Task prompt: Reproduce the material below with every "Quickstart" swapped for "Getting started", leaving everything else unchanged.

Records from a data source
▼

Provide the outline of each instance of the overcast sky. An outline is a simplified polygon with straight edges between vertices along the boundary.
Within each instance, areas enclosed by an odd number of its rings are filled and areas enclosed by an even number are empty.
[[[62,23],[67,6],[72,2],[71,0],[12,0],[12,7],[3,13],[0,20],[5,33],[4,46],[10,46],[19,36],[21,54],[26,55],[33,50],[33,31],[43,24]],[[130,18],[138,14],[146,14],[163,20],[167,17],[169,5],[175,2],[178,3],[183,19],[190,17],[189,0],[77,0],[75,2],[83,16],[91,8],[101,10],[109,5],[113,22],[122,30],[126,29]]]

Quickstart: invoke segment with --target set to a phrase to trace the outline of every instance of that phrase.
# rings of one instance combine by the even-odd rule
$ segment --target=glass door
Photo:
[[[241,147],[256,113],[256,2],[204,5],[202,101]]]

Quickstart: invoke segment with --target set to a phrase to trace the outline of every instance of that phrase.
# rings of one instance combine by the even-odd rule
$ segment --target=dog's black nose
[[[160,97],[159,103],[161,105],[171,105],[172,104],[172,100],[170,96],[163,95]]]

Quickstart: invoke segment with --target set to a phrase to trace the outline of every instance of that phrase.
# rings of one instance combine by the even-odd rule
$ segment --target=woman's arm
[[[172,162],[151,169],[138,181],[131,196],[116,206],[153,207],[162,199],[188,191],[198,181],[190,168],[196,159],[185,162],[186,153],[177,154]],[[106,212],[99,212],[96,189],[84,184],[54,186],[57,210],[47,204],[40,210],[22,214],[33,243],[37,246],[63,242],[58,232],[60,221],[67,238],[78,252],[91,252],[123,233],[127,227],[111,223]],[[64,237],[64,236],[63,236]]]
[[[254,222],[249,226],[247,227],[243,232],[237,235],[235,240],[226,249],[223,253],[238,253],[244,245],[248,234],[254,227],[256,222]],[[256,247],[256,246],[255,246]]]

▲

Correct output:
Provide the outline of each instance of the overcast sky. An outline is a simplified polygon with straight edges between vertices along the boundary.
Within each instance, areas enclosed by an odd number of its rings are filled and areas enclosed by an even number are empty.
[[[62,23],[67,6],[72,2],[71,0],[12,0],[12,7],[3,13],[0,20],[5,33],[4,46],[10,46],[19,36],[21,54],[26,55],[33,50],[33,31],[43,24]],[[130,18],[138,14],[146,14],[163,20],[167,17],[169,5],[175,2],[178,3],[183,19],[190,17],[189,0],[77,0],[75,2],[83,16],[91,8],[101,10],[109,5],[113,22],[122,30],[126,29]]]

Getting started: invoke segment with --target set to a phrase to trace the outline of every instance of that phrase.
# rings of one instance combine by the even-odd rule
$ segment --target=glass door
Photo:
[[[241,147],[256,113],[256,2],[204,5],[202,101]]]

Getting started: invoke segment with --target set to a phrase to trace the outline of every instance of that phrase.
# rings of one instance combine by the even-odd rule
$ segment --target=dog's black nose
[[[160,97],[159,103],[161,105],[171,105],[172,104],[172,100],[170,96],[163,95]]]

Getting started: invoke segment with --target set to a phrase to trace the outline of every instance of that phrase.
# rings of one instance combine by the even-odd rule
$ segment --target=woman's arm
[[[172,162],[151,169],[138,181],[131,196],[116,206],[153,207],[162,199],[188,191],[198,181],[190,168],[196,159],[185,162],[186,153],[177,154]],[[106,212],[99,212],[96,189],[84,184],[54,186],[57,210],[47,204],[40,210],[22,214],[33,243],[37,246],[63,242],[58,232],[60,221],[67,238],[78,252],[91,252],[123,233],[127,227],[111,223]],[[64,237],[64,236],[63,236]]]
[[[254,222],[249,226],[247,227],[243,232],[237,235],[235,240],[226,249],[223,253],[238,253],[244,245],[248,234],[254,227],[256,222]],[[256,247],[256,246],[255,246]]]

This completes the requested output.